TASKS FOR THIS EXERCISE ->
1. From the passage on Japan's bureaucracy below, extract everything from "The public’s attitude" down to "tarnished their image.".
2. Answer these questions using the passage on Japan's bureaucracy below:
(a) What is the average tenure of cabinet ministers in their posts?
(b) In what year did Chalmers Johnson's article appear?
(c) What did Mitsubishi Estate purchase in October 1989?

SUPPLIED TEXT ->
+ + + + + + +
The public’s attitude toward the elite is ambivalent. The elite enjoy tremendous social prestige, but members are also resented. They live in a realm that is at least partly public yet far removed from the lives of ordinary people. Compared with politicians, they are generally viewed as honest. Involvement of top officials in scandals such as the Recruit affair, however, had, to some extent, tarnished their image.

Japan’s elite bureaucrats are insulated from direct political pressure because there are very few political appointments in the civil service. Cabinet ministers are usually career politicians, but they are moved in and out of their posts quite frequently (with an average tenure of under a year), and usually have little opportunity to develop a power base within a ministry or force their civil service subordinates to adopt reforms. Below the cabinet minister is the administrative vice minister. Administrative vice ministers and their subordinates are career civil servants whose appointments are determined in accordance with an internally established principle of seniority.

In a 1975 article, political scientist Chalmers Johnson quotes a retired vice minister of the Ministry of International Trade and Industry (MITI) who said that the Diet was merely “an extension of the bureaucracy.” The official claimed that “the bureaucracy drafts all the laws…. All the legislature does is to use its powers of investigation, which for about half the year keeps most of the senior officials cooped up in the Diet.”

And now the change…

Administrative reform policies in the 1980s imposed ceilings on civil service staff and spending that probably contributed to a deterioration of morale and working conditions.

Still another factor limiting bureaucratic power was the emergence of an affluent society. In the early postwar period, the scarcity of capital made it possible for the Ministry of Finance and MITI to exert considerable influence over the economy through control of the banking system. To a decreasing extent, this scarcity remained until the 1980s because most major companies had high debt-equity ratios and depended on the banks for infusions of capital. Their huge profits and increasing reliance on securities markets in the late 1980s, however, meant that the Ministry of Finance had less influence. The wealth, technical sophistication, and new confidence of the companies also made it difficult for MITI to exercise administrative guidance. The ministry could not restrain aggressive and often politically controversial purchases by Japanese corporate investors in the United States, such as Mitsubishi Estate’s October 1989 purchase of Rockefeller Center in New York City, which, along with the Sony Corporation’s acquisition of Columbia Pictures several weeks earlier, heated up trade friction between the two countries.
+ + + + + + +
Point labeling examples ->

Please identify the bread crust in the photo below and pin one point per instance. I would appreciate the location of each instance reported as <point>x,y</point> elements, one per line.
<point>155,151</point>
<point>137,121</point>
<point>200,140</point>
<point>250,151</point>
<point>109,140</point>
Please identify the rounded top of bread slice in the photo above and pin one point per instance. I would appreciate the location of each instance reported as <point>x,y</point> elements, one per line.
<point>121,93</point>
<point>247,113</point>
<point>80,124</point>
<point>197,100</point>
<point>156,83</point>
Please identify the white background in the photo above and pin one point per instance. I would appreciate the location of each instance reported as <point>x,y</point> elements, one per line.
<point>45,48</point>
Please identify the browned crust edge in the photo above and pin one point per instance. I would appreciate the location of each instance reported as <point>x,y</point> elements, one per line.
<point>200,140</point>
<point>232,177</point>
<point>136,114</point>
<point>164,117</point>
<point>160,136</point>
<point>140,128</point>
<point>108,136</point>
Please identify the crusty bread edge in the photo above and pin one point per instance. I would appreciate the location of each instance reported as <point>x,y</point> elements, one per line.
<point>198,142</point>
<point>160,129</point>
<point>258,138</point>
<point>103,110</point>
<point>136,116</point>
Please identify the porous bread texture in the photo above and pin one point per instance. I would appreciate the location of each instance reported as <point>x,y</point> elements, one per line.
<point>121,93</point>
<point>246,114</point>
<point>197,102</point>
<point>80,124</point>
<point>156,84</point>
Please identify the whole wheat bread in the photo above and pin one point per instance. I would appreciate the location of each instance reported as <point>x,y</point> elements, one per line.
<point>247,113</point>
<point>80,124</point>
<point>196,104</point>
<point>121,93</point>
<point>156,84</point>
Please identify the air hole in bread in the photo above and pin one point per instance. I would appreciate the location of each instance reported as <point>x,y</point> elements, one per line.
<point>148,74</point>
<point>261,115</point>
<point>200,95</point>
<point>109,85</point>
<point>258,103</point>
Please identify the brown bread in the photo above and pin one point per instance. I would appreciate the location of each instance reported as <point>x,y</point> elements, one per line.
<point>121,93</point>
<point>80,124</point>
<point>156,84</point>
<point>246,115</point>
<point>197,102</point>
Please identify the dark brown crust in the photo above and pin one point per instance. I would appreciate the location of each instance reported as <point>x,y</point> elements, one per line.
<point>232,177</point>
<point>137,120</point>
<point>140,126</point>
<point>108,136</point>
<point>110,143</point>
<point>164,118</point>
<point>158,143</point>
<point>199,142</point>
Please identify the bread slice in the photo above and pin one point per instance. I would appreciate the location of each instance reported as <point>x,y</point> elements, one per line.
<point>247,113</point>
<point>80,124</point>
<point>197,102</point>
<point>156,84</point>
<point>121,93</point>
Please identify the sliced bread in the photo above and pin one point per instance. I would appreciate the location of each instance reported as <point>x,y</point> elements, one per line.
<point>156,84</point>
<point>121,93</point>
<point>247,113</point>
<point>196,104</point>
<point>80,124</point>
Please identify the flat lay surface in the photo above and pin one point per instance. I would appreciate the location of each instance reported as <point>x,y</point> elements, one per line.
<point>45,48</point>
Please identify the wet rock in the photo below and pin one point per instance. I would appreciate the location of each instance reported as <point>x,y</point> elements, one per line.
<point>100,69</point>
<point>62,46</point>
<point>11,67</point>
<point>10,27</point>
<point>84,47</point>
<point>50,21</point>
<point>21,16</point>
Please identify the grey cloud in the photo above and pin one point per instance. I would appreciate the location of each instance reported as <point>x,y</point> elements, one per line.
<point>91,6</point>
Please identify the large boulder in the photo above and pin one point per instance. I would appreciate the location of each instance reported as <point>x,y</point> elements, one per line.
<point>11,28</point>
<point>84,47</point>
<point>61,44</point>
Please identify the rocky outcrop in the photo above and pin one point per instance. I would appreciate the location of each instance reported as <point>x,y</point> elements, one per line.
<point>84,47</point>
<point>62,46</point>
+ + + + + + +
SOLUTIONS BY TASK ->
1.
The public’s attitude toward the elite is ambivalent. The elite enjoy tremendous social prestige, but members are also resented. They live in a realm that is at least partly public yet far removed from the lives of ordinary people. Compared with politicians, they are generally viewed as honest. Involvement of top officials in scandals such as the Recruit affair, however, had, to some extent, tarnished their image.

2.
(a) Under a year.
(b) 1975.
(c) Rockefeller Center in New York City.